Spatial localization data
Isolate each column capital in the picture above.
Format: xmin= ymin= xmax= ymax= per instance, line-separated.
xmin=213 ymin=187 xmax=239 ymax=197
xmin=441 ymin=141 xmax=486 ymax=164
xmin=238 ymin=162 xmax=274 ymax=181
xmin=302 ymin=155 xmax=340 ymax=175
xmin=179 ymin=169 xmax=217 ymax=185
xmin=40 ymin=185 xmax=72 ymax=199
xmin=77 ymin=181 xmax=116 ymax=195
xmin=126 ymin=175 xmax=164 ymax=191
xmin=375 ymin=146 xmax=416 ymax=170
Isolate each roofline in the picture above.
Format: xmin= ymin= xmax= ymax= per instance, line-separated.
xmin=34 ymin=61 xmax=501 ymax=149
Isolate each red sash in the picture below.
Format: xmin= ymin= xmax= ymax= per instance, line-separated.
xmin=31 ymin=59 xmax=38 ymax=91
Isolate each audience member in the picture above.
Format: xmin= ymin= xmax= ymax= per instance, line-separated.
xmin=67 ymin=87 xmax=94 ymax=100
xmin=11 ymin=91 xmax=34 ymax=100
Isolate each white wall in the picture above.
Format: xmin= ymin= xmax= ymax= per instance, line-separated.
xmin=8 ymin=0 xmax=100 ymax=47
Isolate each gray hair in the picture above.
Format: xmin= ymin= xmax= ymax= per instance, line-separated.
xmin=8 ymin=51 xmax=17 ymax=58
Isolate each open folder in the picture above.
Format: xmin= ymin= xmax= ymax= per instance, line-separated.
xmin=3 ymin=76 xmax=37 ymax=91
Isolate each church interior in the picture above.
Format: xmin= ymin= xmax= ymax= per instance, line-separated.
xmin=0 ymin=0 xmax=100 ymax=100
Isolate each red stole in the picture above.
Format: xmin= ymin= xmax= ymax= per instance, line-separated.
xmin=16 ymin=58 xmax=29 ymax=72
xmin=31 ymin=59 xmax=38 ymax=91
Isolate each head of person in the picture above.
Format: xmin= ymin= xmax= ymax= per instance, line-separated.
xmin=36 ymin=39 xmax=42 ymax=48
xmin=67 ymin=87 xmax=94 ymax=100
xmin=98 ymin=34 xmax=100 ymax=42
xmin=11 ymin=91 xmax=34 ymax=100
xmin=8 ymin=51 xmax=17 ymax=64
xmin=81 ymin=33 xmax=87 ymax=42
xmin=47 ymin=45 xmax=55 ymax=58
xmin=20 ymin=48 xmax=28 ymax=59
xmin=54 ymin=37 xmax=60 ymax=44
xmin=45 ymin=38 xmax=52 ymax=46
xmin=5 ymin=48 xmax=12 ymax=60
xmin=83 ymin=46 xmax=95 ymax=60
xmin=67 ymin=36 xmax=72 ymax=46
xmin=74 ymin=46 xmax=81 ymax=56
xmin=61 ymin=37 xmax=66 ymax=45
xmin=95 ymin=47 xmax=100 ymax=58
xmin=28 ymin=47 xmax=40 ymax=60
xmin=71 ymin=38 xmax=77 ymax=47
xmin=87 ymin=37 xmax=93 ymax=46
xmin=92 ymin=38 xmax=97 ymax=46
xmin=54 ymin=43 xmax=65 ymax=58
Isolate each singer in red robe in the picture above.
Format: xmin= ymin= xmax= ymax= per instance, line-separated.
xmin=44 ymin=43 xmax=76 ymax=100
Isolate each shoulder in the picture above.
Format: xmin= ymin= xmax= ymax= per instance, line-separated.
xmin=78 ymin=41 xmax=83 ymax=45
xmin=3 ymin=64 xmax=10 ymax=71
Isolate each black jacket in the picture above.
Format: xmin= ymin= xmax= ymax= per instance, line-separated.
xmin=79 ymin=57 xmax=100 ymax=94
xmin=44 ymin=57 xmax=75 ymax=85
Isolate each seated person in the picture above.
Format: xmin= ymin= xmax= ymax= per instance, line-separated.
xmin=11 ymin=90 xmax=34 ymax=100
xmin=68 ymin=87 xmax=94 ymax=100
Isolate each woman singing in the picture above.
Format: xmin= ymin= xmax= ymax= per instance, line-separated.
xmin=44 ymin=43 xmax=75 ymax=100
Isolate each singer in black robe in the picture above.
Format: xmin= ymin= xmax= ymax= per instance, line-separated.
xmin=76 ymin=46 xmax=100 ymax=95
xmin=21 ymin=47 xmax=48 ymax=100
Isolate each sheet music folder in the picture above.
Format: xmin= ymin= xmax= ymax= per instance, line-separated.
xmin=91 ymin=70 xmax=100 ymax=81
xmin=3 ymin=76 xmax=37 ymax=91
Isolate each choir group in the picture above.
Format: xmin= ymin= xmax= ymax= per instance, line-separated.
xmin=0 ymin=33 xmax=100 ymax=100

§ **Work item**: Check each line above for the string "person" and show the ones that have it.

§ **Reply to the exercise**:
Isolate each head of person in the picture above.
Isolate each seated person in the picture above.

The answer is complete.